#### [Required work]
Set out the records as a numbered list, from their first line through the line containing "point(388, 274)", with both ends included. Skip blank lines and leave the pictures out.
--- Start ---
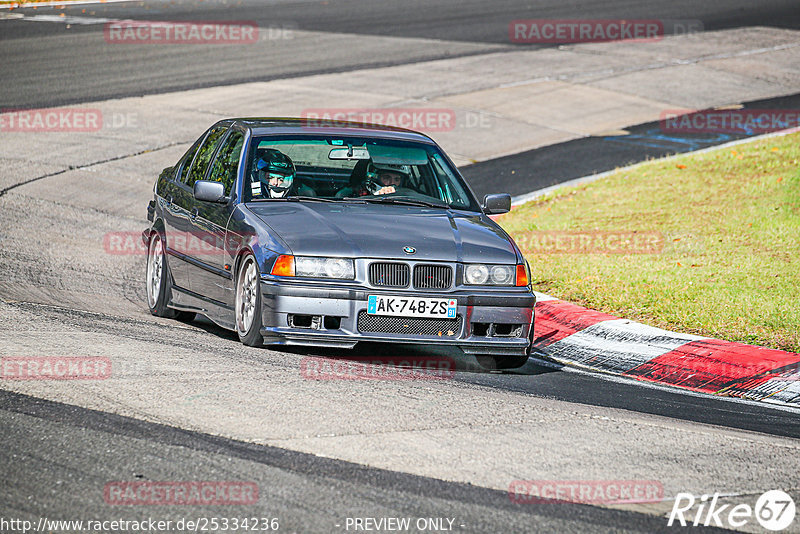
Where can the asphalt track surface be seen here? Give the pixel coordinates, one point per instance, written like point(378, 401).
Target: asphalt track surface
point(536, 169)
point(57, 455)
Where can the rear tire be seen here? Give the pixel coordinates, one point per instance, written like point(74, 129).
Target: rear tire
point(492, 363)
point(248, 303)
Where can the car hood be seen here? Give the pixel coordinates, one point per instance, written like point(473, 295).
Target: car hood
point(360, 230)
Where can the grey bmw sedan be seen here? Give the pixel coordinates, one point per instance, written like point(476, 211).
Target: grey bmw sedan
point(297, 232)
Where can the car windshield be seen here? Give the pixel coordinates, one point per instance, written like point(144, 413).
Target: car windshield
point(353, 170)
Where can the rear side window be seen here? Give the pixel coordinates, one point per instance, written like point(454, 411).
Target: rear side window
point(186, 162)
point(203, 157)
point(226, 163)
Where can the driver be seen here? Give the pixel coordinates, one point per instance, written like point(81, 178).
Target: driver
point(275, 170)
point(276, 173)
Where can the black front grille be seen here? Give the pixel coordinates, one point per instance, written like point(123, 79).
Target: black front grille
point(382, 324)
point(432, 276)
point(388, 274)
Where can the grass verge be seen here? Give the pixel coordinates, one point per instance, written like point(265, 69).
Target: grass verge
point(727, 260)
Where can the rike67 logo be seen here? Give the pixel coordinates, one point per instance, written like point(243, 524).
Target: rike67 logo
point(774, 510)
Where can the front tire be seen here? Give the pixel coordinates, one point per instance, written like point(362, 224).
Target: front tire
point(157, 279)
point(248, 303)
point(159, 284)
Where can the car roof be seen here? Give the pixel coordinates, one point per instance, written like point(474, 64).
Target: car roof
point(290, 125)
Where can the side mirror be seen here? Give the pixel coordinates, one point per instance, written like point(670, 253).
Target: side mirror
point(497, 204)
point(208, 191)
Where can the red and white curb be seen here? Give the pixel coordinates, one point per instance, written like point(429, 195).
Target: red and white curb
point(576, 336)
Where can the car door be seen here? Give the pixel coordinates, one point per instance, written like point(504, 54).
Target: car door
point(208, 277)
point(176, 217)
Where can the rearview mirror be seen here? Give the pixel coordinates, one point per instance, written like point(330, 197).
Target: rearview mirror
point(348, 153)
point(497, 204)
point(208, 191)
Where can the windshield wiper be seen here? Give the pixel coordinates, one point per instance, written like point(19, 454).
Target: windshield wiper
point(314, 199)
point(406, 201)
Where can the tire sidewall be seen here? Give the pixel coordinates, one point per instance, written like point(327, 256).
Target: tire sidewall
point(253, 335)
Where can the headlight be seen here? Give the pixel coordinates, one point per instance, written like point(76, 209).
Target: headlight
point(312, 267)
point(478, 274)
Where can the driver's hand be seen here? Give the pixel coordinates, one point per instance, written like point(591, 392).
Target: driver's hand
point(385, 190)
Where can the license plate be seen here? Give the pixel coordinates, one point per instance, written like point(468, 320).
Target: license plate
point(412, 307)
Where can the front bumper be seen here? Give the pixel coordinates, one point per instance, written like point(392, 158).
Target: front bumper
point(490, 322)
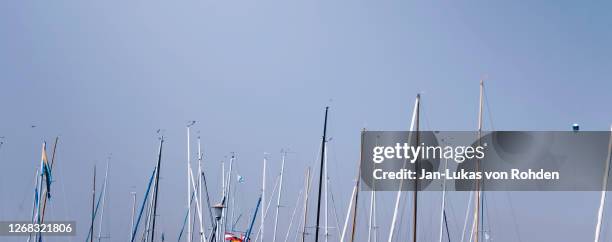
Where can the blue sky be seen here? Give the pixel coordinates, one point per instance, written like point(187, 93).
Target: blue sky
point(257, 74)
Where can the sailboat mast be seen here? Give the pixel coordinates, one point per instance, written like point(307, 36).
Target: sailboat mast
point(263, 198)
point(189, 182)
point(156, 192)
point(104, 189)
point(399, 190)
point(326, 187)
point(307, 191)
point(280, 192)
point(133, 213)
point(323, 140)
point(478, 192)
point(200, 183)
point(356, 201)
point(93, 202)
point(416, 181)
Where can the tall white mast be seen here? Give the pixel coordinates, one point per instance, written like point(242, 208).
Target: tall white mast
point(280, 192)
point(263, 198)
point(133, 213)
point(189, 182)
point(371, 222)
point(297, 203)
point(443, 201)
point(326, 194)
point(103, 199)
point(202, 236)
point(399, 191)
point(306, 192)
point(478, 193)
point(348, 212)
point(603, 190)
point(227, 192)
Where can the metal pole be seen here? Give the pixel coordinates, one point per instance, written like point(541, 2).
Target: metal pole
point(323, 140)
point(280, 192)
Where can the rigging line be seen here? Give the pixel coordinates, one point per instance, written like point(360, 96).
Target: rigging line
point(489, 110)
point(334, 208)
point(446, 225)
point(516, 228)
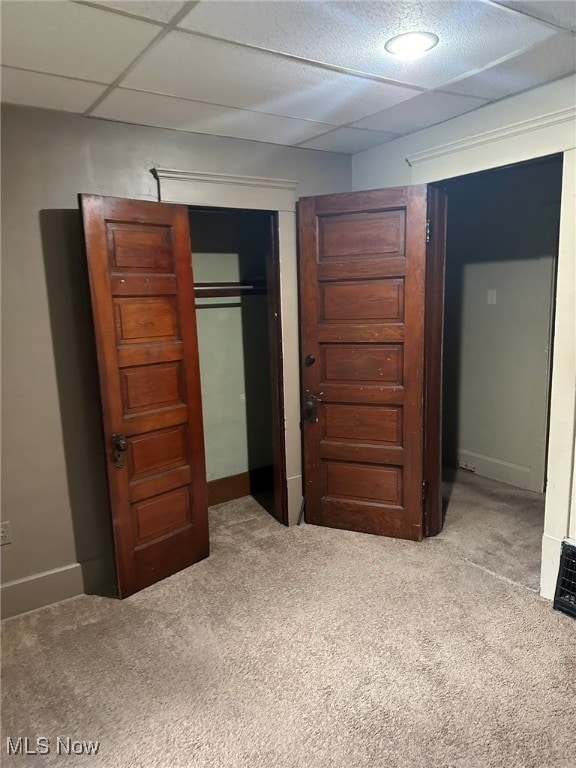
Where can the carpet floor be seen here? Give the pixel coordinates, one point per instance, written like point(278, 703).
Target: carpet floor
point(302, 648)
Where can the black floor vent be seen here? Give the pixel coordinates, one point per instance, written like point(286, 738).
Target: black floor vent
point(565, 597)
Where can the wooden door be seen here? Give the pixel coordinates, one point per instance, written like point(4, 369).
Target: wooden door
point(143, 306)
point(362, 293)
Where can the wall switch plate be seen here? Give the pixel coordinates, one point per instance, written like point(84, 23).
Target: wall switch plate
point(5, 533)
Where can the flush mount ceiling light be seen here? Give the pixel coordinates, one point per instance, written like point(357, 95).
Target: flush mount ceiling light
point(411, 45)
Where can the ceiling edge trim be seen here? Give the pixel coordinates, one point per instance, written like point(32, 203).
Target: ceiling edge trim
point(488, 137)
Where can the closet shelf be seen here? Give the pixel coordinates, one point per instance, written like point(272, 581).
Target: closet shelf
point(207, 290)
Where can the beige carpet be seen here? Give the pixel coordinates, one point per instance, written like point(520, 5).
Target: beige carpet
point(495, 526)
point(301, 648)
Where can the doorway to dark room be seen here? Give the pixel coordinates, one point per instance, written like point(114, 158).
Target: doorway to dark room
point(501, 254)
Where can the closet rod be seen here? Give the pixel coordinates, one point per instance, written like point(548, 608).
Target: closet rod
point(228, 289)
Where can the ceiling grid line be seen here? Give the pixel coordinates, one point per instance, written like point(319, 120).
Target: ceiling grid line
point(312, 75)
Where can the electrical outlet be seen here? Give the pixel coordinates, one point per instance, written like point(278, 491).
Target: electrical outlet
point(5, 533)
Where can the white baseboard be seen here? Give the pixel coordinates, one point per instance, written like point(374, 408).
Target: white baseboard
point(42, 589)
point(551, 550)
point(294, 498)
point(497, 469)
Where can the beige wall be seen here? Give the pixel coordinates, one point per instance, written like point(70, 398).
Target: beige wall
point(502, 237)
point(54, 488)
point(534, 124)
point(233, 342)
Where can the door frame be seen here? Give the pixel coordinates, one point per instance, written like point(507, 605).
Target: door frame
point(495, 149)
point(216, 190)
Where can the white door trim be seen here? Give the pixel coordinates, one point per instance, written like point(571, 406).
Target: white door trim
point(256, 193)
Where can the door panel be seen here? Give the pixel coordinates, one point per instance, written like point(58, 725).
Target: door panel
point(362, 273)
point(143, 307)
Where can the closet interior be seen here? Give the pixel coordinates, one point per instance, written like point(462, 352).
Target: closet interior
point(234, 266)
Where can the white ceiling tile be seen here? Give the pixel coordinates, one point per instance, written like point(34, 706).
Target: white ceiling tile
point(560, 12)
point(167, 112)
point(35, 90)
point(226, 74)
point(159, 10)
point(550, 60)
point(352, 34)
point(348, 140)
point(428, 109)
point(69, 39)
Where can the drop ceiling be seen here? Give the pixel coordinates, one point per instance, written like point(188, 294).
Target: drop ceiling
point(309, 73)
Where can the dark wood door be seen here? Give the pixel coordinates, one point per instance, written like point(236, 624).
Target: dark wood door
point(143, 307)
point(362, 293)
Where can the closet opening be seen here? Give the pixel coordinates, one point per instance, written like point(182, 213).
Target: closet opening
point(237, 296)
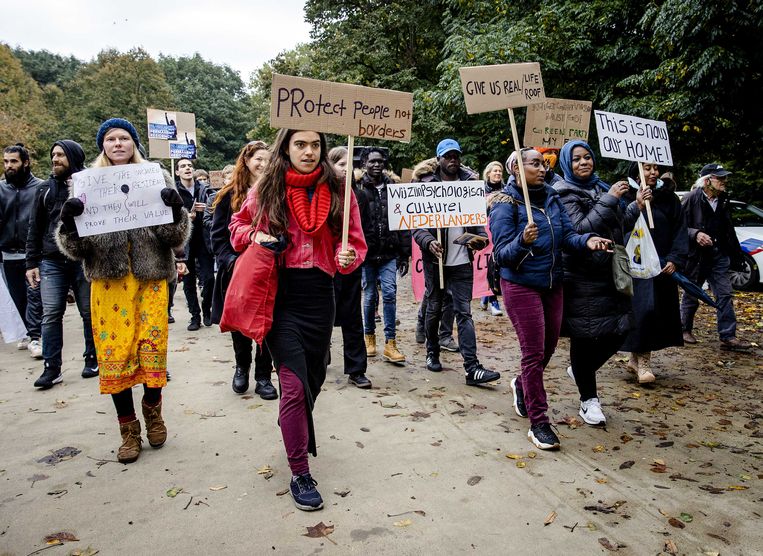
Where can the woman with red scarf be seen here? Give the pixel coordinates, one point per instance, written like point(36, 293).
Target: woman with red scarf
point(296, 209)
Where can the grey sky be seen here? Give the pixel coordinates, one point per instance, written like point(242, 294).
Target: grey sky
point(243, 34)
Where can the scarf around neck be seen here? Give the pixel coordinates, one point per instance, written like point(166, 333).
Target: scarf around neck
point(310, 214)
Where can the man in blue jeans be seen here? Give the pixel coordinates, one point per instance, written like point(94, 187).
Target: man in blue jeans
point(388, 252)
point(52, 272)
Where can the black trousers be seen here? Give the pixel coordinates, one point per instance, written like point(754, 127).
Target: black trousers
point(347, 293)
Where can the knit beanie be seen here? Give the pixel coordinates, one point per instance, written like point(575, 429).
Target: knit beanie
point(120, 123)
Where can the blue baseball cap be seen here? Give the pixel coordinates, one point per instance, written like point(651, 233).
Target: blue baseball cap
point(447, 145)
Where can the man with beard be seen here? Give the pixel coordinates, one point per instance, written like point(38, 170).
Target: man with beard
point(17, 194)
point(457, 270)
point(52, 272)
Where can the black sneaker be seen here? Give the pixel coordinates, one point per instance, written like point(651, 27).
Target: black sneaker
point(480, 375)
point(519, 398)
point(306, 496)
point(240, 380)
point(433, 362)
point(48, 378)
point(360, 380)
point(265, 389)
point(543, 437)
point(90, 370)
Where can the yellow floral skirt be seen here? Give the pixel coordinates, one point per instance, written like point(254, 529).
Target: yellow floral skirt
point(130, 332)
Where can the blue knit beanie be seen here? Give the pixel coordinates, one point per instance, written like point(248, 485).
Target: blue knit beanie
point(116, 123)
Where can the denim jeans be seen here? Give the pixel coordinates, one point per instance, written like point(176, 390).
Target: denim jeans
point(26, 298)
point(715, 270)
point(458, 281)
point(56, 278)
point(386, 273)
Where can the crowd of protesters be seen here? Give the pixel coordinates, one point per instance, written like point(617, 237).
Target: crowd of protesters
point(284, 204)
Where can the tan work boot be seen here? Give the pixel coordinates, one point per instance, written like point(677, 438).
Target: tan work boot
point(645, 374)
point(131, 441)
point(156, 432)
point(370, 345)
point(391, 353)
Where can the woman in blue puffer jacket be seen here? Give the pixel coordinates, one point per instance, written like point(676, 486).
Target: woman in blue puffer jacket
point(530, 257)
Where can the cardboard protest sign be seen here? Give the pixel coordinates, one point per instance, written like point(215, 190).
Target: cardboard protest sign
point(555, 121)
point(490, 88)
point(436, 205)
point(353, 110)
point(171, 134)
point(120, 198)
point(632, 138)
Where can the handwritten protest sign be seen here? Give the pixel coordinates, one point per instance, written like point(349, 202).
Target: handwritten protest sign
point(555, 121)
point(436, 205)
point(171, 134)
point(632, 138)
point(309, 104)
point(490, 88)
point(120, 198)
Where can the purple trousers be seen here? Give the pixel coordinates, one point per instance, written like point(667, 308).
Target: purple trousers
point(537, 319)
point(292, 416)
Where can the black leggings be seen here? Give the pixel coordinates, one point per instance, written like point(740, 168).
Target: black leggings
point(587, 355)
point(123, 401)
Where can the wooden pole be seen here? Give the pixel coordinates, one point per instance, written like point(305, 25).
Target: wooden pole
point(648, 204)
point(439, 263)
point(347, 193)
point(521, 166)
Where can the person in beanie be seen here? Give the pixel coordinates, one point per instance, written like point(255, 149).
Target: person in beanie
point(297, 206)
point(129, 271)
point(50, 270)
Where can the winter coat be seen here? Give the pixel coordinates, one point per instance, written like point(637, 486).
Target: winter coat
point(146, 252)
point(592, 305)
point(16, 205)
point(425, 236)
point(538, 265)
point(383, 244)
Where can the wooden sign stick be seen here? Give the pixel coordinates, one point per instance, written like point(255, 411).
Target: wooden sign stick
point(347, 192)
point(521, 166)
point(648, 204)
point(439, 263)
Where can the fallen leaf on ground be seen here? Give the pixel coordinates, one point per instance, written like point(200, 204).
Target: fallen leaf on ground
point(58, 538)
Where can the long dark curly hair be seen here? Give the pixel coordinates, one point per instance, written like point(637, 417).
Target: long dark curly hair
point(271, 188)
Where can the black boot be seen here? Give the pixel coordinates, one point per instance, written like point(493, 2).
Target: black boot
point(240, 380)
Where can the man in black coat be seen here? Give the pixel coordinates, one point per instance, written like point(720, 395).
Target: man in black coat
point(713, 248)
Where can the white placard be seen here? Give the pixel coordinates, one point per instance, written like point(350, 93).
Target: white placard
point(120, 198)
point(446, 204)
point(631, 138)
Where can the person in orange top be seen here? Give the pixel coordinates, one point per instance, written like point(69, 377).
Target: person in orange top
point(296, 210)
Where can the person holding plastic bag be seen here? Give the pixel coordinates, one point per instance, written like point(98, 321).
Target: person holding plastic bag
point(597, 316)
point(656, 311)
point(296, 209)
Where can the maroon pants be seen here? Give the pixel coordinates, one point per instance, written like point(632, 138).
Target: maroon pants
point(537, 319)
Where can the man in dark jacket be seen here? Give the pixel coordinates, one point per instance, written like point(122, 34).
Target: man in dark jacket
point(388, 253)
point(458, 273)
point(17, 194)
point(200, 262)
point(51, 271)
point(713, 248)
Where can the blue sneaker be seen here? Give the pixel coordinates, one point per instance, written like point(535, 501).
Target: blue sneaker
point(306, 496)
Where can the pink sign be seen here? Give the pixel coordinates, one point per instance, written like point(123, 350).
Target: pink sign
point(480, 287)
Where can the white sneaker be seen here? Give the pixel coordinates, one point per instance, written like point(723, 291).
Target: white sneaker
point(590, 411)
point(35, 349)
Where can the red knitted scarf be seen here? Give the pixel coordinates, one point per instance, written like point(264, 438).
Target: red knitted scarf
point(310, 215)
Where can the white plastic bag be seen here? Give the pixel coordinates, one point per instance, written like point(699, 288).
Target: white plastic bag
point(642, 254)
point(11, 325)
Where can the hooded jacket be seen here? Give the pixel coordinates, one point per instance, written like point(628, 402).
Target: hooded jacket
point(16, 204)
point(46, 212)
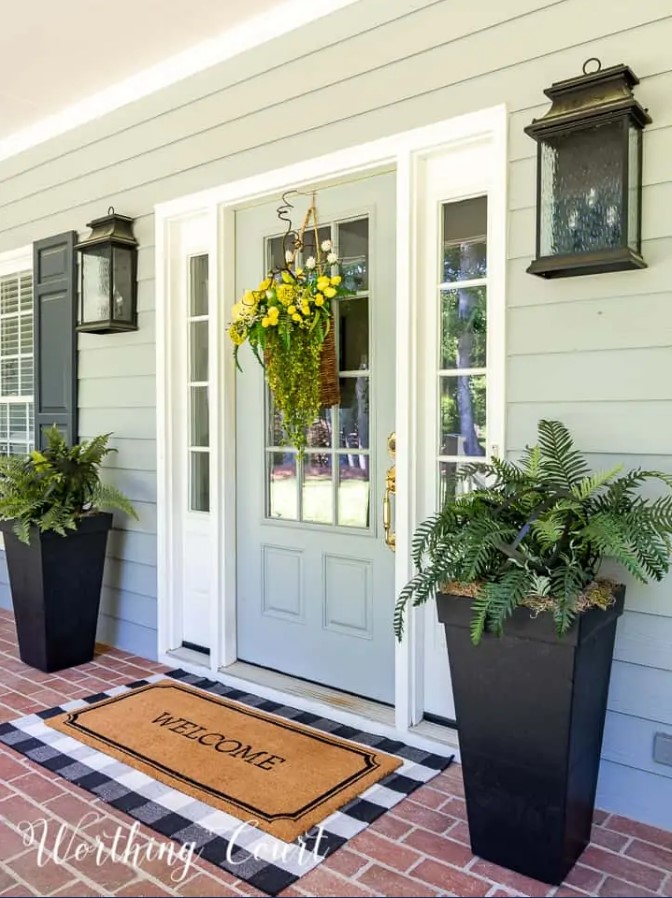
--- End ---
#### [Solution for this task]
1. Where can the asphalt track surface be seen here? Give the pixel coordinates, one point per instance, written like point(378, 401).
2. Target: asphalt track surface
3. point(536, 169)
4. point(57, 455)
5. Where can the rear tire be seen here? Give the pixel coordinates, one point per instance, written like point(74, 129).
6. Target: rear tire
7. point(492, 363)
8. point(248, 303)
9. Where can the car hood be seen here? Give the pixel coordinates, one point per instance, written like point(473, 295).
10. Target: car hood
11. point(360, 230)
12. Where can the grey bmw sedan be seen here? Give the pixel coordinates, one point per instance, written like point(476, 211).
13. Target: grey bmw sedan
14. point(297, 232)
15. Where can the car windshield be seen here? Give the pixel coordinates, one point per instance, written like point(144, 413).
16. Target: car windshield
17. point(353, 170)
18. Where can the rear side window be seen here? Give the pixel coordinates, one point per instance, written like point(454, 411).
19. Target: rear side window
20. point(186, 162)
21. point(203, 157)
22. point(226, 163)
23. Where can the driver be seen here? Give the pixel coordinates, one point per instance, written like point(81, 178).
24. Target: driver
25. point(275, 170)
26. point(276, 173)
27. Where can the black front grille be seen here? Give the pixel coordinates, one point per instance, written like point(123, 79).
28. Target: black front grille
29. point(382, 324)
30. point(432, 276)
31. point(388, 274)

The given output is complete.